Items listed in a dataset:
<<<<

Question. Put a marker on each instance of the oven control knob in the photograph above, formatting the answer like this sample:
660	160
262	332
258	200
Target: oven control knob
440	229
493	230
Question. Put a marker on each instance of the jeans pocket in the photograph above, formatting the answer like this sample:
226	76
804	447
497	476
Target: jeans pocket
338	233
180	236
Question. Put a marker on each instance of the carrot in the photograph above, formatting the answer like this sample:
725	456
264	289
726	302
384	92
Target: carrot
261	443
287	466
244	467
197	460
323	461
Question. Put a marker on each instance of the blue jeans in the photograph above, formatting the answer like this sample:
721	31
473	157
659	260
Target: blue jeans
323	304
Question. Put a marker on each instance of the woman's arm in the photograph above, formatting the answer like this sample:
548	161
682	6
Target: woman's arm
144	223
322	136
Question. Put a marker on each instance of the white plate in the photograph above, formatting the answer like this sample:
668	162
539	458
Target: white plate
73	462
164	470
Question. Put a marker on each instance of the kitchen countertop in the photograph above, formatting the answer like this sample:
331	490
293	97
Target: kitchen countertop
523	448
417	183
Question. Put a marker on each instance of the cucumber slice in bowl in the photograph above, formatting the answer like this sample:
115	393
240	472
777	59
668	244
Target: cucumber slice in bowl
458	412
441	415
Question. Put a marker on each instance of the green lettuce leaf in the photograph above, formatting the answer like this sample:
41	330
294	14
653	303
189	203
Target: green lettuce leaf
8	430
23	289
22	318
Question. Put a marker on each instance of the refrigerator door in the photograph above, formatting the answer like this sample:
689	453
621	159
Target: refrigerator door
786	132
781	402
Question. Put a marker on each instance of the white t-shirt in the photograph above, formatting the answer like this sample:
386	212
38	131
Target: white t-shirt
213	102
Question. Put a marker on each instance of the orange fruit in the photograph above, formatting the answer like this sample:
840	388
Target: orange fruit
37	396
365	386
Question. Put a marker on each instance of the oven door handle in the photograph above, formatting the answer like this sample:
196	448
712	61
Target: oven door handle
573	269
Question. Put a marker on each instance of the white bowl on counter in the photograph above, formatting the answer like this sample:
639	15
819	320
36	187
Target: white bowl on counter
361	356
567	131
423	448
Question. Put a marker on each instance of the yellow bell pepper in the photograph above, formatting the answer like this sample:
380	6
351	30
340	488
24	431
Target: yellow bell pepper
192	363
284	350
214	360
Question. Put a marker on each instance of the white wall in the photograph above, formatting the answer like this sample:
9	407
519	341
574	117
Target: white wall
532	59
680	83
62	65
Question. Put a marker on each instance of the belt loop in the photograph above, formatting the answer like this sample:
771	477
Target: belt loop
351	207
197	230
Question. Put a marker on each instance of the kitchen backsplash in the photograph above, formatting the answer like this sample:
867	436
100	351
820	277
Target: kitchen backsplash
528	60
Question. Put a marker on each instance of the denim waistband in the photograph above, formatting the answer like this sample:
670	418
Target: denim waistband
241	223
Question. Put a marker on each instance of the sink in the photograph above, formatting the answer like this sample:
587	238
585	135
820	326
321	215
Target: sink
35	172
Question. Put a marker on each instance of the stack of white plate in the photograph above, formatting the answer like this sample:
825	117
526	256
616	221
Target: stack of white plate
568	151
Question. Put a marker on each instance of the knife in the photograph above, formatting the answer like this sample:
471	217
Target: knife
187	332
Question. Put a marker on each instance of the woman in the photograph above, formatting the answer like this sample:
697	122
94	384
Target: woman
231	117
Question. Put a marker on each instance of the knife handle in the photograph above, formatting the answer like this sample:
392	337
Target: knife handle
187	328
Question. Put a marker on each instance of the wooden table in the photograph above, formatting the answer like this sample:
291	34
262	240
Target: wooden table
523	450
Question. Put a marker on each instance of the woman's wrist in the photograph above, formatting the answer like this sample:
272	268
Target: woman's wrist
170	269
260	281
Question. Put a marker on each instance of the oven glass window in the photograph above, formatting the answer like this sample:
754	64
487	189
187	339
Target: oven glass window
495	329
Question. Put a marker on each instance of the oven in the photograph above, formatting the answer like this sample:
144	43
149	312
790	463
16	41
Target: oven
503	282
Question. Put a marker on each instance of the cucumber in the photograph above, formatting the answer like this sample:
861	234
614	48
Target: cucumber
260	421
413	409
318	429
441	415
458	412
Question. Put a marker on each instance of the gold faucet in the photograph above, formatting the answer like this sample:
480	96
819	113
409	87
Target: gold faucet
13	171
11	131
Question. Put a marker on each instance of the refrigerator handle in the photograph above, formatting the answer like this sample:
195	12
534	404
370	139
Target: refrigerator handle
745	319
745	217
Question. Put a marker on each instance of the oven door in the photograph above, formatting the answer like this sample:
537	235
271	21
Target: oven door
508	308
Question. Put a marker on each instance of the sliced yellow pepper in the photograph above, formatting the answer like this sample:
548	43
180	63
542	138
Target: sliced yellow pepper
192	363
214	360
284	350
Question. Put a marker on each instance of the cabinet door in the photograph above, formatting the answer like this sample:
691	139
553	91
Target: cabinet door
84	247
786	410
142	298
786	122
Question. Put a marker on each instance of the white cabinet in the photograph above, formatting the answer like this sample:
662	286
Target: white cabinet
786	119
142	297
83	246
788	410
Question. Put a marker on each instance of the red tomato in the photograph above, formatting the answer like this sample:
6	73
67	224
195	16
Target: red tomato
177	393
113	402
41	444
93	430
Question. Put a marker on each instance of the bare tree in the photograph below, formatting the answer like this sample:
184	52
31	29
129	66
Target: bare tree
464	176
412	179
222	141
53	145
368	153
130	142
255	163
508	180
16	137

>>>>

Stated exercise
Format every line of the listing above as a JSON array of strings, one string per line, skipping any blank lines.

Output
[
  "Question. Put a marker on each instance of the oven control knob in the photograph above, formatting the answer like this sample:",
  "660\t160",
  "262\t332",
  "258\t200",
  "Target: oven control knob",
  "440\t229",
  "493\t230",
  "Question. Put a marker on each instance of the jeans pocket in the photograph above, formatting the answer like this sample:",
  "226\t76",
  "804\t447",
  "497\t476",
  "Target: jeans pocket",
  "338\t233",
  "180\t236",
  "Question. Put a marker on each instance of the carrot in the photograph above, formatting the answer like this sample:",
  "725\t456",
  "264\t289",
  "726\t302",
  "384\t92",
  "Target: carrot",
  "261\t443",
  "287\t466",
  "244\t467",
  "197\t460",
  "323\t461",
  "Question. Put a marker on each instance of the blue jeans in the photograph above, formatting the answer like this sample:",
  "721\t31",
  "473\t157",
  "659\t260",
  "Target: blue jeans",
  "323\t304",
  "Question. Put a marker on each instance of the woman's arm in the photograph above, formatting the answer like this sample:",
  "548\t161",
  "682\t6",
  "Target: woman's arm",
  "144\t223",
  "322\t136",
  "Question. Put a marker on each instance of the white plate in the photograph above, formatting the answer like this sample:",
  "668\t162",
  "539\t458",
  "Target: white plate",
  "73\t462",
  "164\t470",
  "Question. Put a marker on each instance of the kitchen countertop in the photograph above, formatting the answer like this sample:",
  "331\t490",
  "293\t97",
  "Target: kitchen countertop",
  "523\t448",
  "417\t183",
  "Question. Put a marker on each instance of the cucumber slice in bowl in the photograph above, formatting the answer like this sample:",
  "115\t393",
  "240\t472",
  "777\t59",
  "668\t244",
  "Target: cucumber slice in bowl",
  "458\t412",
  "441\t415",
  "Question. Put a marker on each instance of the green lettuce leaf in the photograph above, formatting the answer like this sample:",
  "41\t330",
  "294\t14",
  "653\t303",
  "189\t203",
  "Target: green lettuce leaf",
  "8\t430",
  "23\t289",
  "22\t318",
  "Question. Put a marker on each instance of the refrigerator door in the photograph above, formatting the answer like this sample:",
  "689\t453",
  "621\t159",
  "Target: refrigerator door",
  "786\t132",
  "781\t402",
  "Question. Put a marker on each instance of the white t-shirt in the photograph above, formatting the answer like this sample:",
  "386\t212",
  "38\t131",
  "Target: white t-shirt",
  "213\t102",
  "Question. Put a marker on each instance of the orange fruit in the photograph above, formatting the answer like this sample:",
  "840\t388",
  "Target: orange fruit",
  "37\t396",
  "365\t386",
  "Question. Put a marker on each instance of the oven door handle in the photograph above, formatting the answer like this sample:",
  "196\t448",
  "712\t61",
  "Target: oven door handle",
  "573\t269",
  "Question. Put a marker on each instance of the white bowl on counter in the photograph above, formatting the answer like this sample:",
  "639\t15",
  "819\t320",
  "36\t187",
  "Target: white bowl on counter",
  "361\t356",
  "567\t131",
  "423\t448",
  "Question. Put a marker on each instance of the yellow bell pepper in the photograph above, formatting the answer like this sample:",
  "380\t6",
  "351\t30",
  "340\t488",
  "24\t431",
  "Target: yellow bell pepper",
  "192\t363",
  "284\t350",
  "214\t360",
  "Question. Put a marker on each instance of the white wall in the photograph above, formatting the answer like this sample:",
  "9\t407",
  "519\t341",
  "574\t117",
  "Target: white wall",
  "532\t59",
  "680\t83",
  "62\t65",
  "Question. Put a marker on each instance of the belt loop in the photograph above, formatting the answer like this sample:",
  "771\t477",
  "Target: belt loop",
  "351\t207",
  "197\t230",
  "Question. Put a marker on each instance of the kitchen backsplash in the photograph above, formatting the answer like this sample:",
  "867\t436",
  "100\t351",
  "820\t277",
  "Target: kitchen backsplash",
  "528\t60",
  "Question. Put a marker on each instance of the denim waistband in the photograph above, formatting the answer like this sample:",
  "670\t418",
  "Target: denim waistband",
  "241\t223",
  "Question. Put a marker on each instance of the sink in the photograph above, formatting the answer like this sample:",
  "587\t238",
  "585\t135",
  "820\t326",
  "321\t215",
  "Target: sink",
  "35\t172",
  "Question. Put a marker on each instance of the stack of white plate in the photograph above, formatting the answer like this sample:",
  "825\t117",
  "526\t256",
  "616\t221",
  "Target: stack of white plate",
  "568\t151",
  "Question. Put a marker on each instance of the knife in the photograph above, formatting the answer like this sample:",
  "471\t217",
  "Target: knife",
  "187\t332",
  "Question. Put a marker on each instance of the woman in the photograph above, formatting the answer like this sample:",
  "697\t122",
  "94\t384",
  "Target: woman",
  "231\t117",
  "Question. Put a marker on each instance of the knife handle in the photograph above, formatting the answer like this sample:",
  "392\t337",
  "Target: knife handle",
  "187\t328",
  "Question. Put a marker on each instance of the wooden table in the photograph above, formatting the answer like this sample:",
  "291\t34",
  "262\t240",
  "Target: wooden table",
  "523\t450",
  "Question. Put a marker on each instance of the woman's wrist in the photograph above, formatting the answer like this sample:",
  "272\t268",
  "Target: woman's wrist",
  "170\t269",
  "260\t281",
  "Question. Put a marker on each instance of the oven glass window in the photograph above, formatting the answer like this sample:",
  "754\t64",
  "487\t189",
  "187\t339",
  "Target: oven glass window",
  "495\t329",
  "Question. Put a marker on each instance of the oven in the photograph above, formatting the answer like this sample:",
  "144\t43",
  "149\t312",
  "790\t463",
  "16\t41",
  "Target: oven",
  "503\t282",
  "Question. Put a marker on each instance of the cucumber in the photograph above, formatting the answer like this sample:",
  "861\t234",
  "614\t48",
  "Target: cucumber",
  "260\t421",
  "413\t409",
  "318\t429",
  "441\t415",
  "458\t412",
  "Question. Put a marker on each instance of the gold faucet in the photograph above, formatting the answer like this sample:",
  "480\t96",
  "819\t113",
  "409\t87",
  "Target: gold faucet",
  "13\t171",
  "11\t131",
  "Question. Put a marker on each instance of the refrigerator handle in the photograph above, formatting the answer like this sample:",
  "195\t12",
  "534\t404",
  "370\t139",
  "Target: refrigerator handle",
  "745\t319",
  "745\t217",
  "Question. Put a marker on each instance of the oven door in the photograph above, formatting the answer like this sample:",
  "537\t235",
  "271\t21",
  "Target: oven door",
  "508\t308",
  "Question. Put a marker on each instance of the sliced yellow pepper in the photograph above, formatting the answer like this sample:",
  "548\t43",
  "180\t63",
  "542\t138",
  "Target: sliced yellow pepper",
  "192\t363",
  "214\t360",
  "284\t350",
  "Question. Put a marker on each instance of the cabinet door in the photograph above, formatting the answer like this sample:",
  "691\t139",
  "553\t91",
  "Target: cabinet door",
  "84\t247",
  "786\t410",
  "142\t298",
  "786\t122",
  "Question. Put a marker on each instance of the white cabinet in the photograph above, formatting the answer like this sample:",
  "662\t286",
  "Target: white cabinet",
  "786\t119",
  "142\t297",
  "83\t246",
  "788\t410",
  "Question. Put a marker on each instance of the red tomato in the photograph above, formatting the answer like this sample:",
  "6\t73",
  "67\t224",
  "195\t16",
  "Target: red tomato",
  "177\t393",
  "113\t402",
  "41\t444",
  "93\t430",
  "Question. Put a marker on each instance of the bare tree in the photograph below, formatting the answer like this sample:",
  "184\t52",
  "31\t29",
  "129\t66",
  "Target: bare tree",
  "464\t176",
  "412\t179",
  "222\t141",
  "53\t145",
  "368\t153",
  "130\t142",
  "255\t163",
  "508\t180",
  "16\t137"
]